#### 任务要求
从下面的资料中挑出所有含有字符串“blonde”的行，并逐字照抄这些行。

#### 所给资料
━━━━
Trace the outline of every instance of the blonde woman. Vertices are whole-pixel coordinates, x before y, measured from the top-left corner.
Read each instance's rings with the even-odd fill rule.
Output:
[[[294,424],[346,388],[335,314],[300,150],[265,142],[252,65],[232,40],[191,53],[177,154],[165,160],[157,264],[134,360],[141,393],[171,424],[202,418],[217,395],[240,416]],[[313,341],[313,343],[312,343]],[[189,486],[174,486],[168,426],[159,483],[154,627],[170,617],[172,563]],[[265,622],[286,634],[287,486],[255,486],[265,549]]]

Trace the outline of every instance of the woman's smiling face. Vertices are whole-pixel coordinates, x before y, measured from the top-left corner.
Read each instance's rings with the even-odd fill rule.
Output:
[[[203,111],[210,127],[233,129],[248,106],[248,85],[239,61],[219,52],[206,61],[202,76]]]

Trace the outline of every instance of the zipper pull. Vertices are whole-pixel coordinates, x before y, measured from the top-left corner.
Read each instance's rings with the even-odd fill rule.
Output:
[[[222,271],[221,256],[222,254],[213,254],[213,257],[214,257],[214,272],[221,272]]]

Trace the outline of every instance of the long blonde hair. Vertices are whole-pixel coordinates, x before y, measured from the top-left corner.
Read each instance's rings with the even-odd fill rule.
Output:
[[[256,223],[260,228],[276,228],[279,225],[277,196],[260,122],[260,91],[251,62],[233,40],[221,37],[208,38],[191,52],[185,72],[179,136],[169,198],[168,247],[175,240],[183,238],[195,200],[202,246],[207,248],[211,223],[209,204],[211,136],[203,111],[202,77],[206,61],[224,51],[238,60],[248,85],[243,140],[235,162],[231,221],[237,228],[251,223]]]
━━━━
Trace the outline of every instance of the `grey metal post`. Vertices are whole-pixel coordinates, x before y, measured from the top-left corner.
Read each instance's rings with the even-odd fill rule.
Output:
━━━━
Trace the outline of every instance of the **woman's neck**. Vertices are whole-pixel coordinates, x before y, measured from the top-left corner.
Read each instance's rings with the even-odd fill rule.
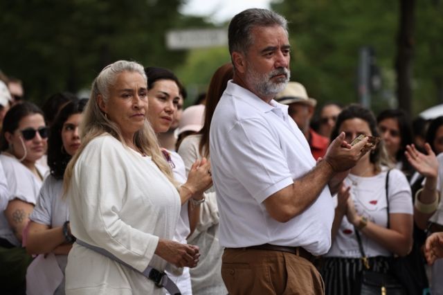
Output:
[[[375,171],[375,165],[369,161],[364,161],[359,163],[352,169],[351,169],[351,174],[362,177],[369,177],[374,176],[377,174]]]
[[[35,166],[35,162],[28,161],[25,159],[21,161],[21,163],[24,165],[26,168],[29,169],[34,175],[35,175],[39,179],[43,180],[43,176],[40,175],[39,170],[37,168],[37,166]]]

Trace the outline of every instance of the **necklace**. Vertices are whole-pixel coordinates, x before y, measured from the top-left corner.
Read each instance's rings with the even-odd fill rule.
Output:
━━━━
#### 任务答复
Trace the outline of every instance of the blonde woman. Vertices are whole-pixel coordinates, x before y, measured from the top-left corner.
Trace the outline of every instance of the long blonde hair. Vertices are whole-pixel coordinates, x before y, measured from the top-left corner.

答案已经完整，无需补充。